EXCERPTED RECORDS:
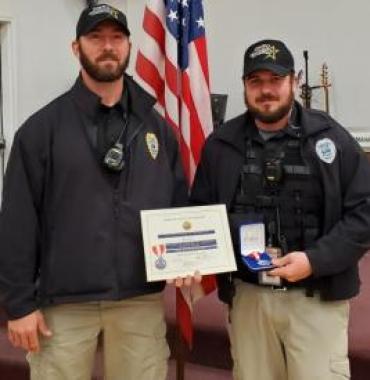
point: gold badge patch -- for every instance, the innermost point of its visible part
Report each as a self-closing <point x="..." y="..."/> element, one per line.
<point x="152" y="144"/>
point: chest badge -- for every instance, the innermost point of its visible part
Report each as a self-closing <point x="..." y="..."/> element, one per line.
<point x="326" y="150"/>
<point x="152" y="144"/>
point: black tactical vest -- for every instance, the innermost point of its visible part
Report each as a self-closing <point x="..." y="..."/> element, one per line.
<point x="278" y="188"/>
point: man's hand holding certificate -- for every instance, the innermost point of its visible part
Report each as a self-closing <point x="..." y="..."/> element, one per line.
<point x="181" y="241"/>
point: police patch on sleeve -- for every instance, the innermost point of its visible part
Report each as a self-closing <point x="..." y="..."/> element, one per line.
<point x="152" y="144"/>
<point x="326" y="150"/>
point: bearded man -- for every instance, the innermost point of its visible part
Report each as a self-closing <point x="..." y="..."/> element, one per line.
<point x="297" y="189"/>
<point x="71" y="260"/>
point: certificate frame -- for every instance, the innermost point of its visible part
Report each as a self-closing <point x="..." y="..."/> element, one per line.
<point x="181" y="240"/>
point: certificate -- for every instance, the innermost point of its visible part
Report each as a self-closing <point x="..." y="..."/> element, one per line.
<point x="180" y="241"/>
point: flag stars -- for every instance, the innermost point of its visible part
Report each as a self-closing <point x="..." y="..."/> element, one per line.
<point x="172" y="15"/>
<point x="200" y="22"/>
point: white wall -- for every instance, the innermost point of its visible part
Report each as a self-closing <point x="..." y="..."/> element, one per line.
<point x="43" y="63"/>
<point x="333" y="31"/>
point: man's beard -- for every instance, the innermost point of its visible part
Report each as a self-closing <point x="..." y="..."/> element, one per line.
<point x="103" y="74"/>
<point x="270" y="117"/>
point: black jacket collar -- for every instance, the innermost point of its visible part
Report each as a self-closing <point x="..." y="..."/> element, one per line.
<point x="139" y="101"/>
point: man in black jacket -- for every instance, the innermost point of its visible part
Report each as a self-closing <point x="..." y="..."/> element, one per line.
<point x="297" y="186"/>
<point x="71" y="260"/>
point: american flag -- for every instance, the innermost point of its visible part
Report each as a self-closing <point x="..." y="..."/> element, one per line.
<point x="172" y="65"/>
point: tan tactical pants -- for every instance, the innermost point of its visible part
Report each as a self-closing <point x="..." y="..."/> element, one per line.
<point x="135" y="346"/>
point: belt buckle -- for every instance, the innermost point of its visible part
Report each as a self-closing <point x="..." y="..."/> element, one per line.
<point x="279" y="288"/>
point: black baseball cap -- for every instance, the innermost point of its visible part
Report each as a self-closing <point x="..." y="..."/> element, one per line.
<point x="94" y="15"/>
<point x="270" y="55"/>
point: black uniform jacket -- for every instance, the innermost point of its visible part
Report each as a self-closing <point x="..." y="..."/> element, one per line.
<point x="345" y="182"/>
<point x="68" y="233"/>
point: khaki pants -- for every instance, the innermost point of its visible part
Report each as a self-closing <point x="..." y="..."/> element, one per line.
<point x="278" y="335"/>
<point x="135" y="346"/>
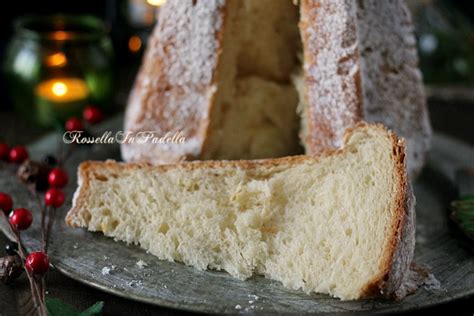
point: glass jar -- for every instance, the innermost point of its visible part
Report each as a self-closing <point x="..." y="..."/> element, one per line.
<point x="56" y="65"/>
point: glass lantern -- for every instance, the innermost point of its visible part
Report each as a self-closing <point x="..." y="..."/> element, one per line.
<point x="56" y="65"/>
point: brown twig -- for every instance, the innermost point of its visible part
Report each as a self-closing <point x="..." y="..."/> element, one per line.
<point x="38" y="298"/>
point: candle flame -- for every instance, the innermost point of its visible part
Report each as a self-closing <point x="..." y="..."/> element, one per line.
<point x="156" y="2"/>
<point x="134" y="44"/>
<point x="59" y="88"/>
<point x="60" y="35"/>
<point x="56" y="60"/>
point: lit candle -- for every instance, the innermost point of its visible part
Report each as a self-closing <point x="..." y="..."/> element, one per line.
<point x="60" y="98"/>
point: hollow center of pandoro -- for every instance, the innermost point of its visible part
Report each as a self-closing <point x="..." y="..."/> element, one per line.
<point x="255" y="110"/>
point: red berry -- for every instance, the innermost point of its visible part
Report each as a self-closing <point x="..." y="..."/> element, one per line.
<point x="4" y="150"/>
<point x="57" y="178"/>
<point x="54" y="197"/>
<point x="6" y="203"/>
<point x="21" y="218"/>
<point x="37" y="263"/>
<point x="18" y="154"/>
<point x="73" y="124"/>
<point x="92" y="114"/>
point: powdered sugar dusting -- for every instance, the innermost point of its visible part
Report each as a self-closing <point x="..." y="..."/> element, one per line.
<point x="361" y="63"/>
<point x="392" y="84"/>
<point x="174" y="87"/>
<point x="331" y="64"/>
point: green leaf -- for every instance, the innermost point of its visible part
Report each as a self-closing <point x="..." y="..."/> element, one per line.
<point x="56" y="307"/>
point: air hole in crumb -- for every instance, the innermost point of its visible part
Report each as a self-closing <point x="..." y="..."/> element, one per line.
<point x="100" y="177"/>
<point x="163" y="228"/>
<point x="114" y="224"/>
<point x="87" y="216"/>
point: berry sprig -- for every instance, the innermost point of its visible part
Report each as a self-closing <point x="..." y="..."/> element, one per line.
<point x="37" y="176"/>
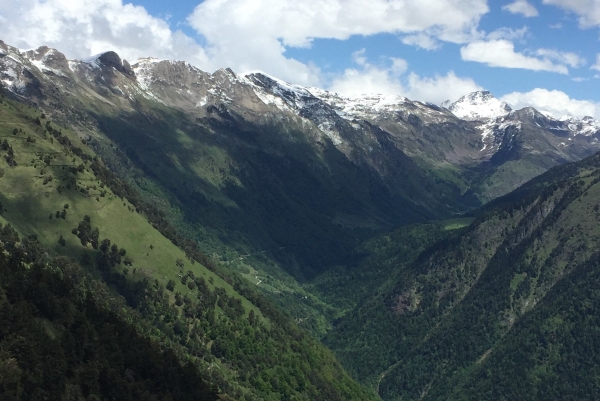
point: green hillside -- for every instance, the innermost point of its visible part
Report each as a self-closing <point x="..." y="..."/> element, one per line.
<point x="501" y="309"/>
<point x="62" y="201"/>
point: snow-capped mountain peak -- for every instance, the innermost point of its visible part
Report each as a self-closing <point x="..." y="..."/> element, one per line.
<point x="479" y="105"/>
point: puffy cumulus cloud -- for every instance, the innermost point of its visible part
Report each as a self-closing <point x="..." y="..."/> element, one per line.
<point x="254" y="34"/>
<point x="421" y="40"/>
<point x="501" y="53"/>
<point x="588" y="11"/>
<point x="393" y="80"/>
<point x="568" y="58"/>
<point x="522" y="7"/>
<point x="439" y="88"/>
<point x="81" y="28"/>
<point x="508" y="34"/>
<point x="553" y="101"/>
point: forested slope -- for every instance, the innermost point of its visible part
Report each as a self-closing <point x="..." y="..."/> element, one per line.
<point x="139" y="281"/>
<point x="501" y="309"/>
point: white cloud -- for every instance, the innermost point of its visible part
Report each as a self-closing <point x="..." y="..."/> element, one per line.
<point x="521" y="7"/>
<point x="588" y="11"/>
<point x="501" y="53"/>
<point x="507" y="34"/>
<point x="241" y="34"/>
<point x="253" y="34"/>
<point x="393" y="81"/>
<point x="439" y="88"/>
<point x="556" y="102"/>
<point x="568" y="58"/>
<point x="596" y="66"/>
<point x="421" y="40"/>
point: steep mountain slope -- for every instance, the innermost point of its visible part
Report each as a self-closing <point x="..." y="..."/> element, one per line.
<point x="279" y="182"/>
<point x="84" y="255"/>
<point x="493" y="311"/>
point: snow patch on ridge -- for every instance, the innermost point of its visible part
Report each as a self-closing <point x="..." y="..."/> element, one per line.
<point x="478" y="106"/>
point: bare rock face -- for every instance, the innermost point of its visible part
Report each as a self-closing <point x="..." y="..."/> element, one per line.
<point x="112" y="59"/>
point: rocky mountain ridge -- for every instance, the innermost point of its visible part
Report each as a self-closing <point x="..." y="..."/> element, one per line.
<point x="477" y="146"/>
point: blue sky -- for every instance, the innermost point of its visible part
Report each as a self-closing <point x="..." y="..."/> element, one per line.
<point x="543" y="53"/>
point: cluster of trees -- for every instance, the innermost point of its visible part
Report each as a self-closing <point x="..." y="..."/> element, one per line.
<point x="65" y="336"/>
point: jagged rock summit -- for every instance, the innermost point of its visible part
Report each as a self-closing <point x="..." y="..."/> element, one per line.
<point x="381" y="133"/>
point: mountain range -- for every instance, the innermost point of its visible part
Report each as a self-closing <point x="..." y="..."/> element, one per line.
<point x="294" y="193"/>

STATED TASK:
Every line from the one containing "point: steep mountain" through the end of the data must be repeated exactly, and no other line.

EXERCISE RESPONSE:
point: steep mountain slope -- for every instance, the innermost point of its visible part
Report each as a self-closing <point x="..." y="..."/> element, one per line.
<point x="279" y="182"/>
<point x="84" y="255"/>
<point x="493" y="311"/>
point: snow patch on ridge -- for every instance, the innermost point of its visible part
Report each as a self-closing <point x="..." y="..."/> element, one per line.
<point x="478" y="106"/>
point: bare rock face -- for every instance, the innermost point of its visible part
Report each as a self-closing <point x="..." y="..."/> element, one per line.
<point x="112" y="59"/>
point: rocky mountain ridge -- for every instance, the innermost point of its visible part
Report each as a self-closing <point x="..." y="..."/> element, one per line.
<point x="477" y="146"/>
point: blue sky -- for every instance, the innermost point of its visible part
Report each as a self-closing <point x="..." y="..."/> element, one per line.
<point x="543" y="53"/>
point: cluster of trees -- for every instance, the innermost point of its visible part
Report each as a self-closing <point x="..." y="..."/> element, one per line.
<point x="65" y="336"/>
point: jagged rock summit -- for every instance, the innermost point of its visible part
Report each as a self-closing <point x="..." y="..."/> element, one per line.
<point x="381" y="133"/>
point: mountain range -- for every instance, the innermost point of its visible part
Report each as a self-closing <point x="..." y="..."/> element, one per line.
<point x="294" y="193"/>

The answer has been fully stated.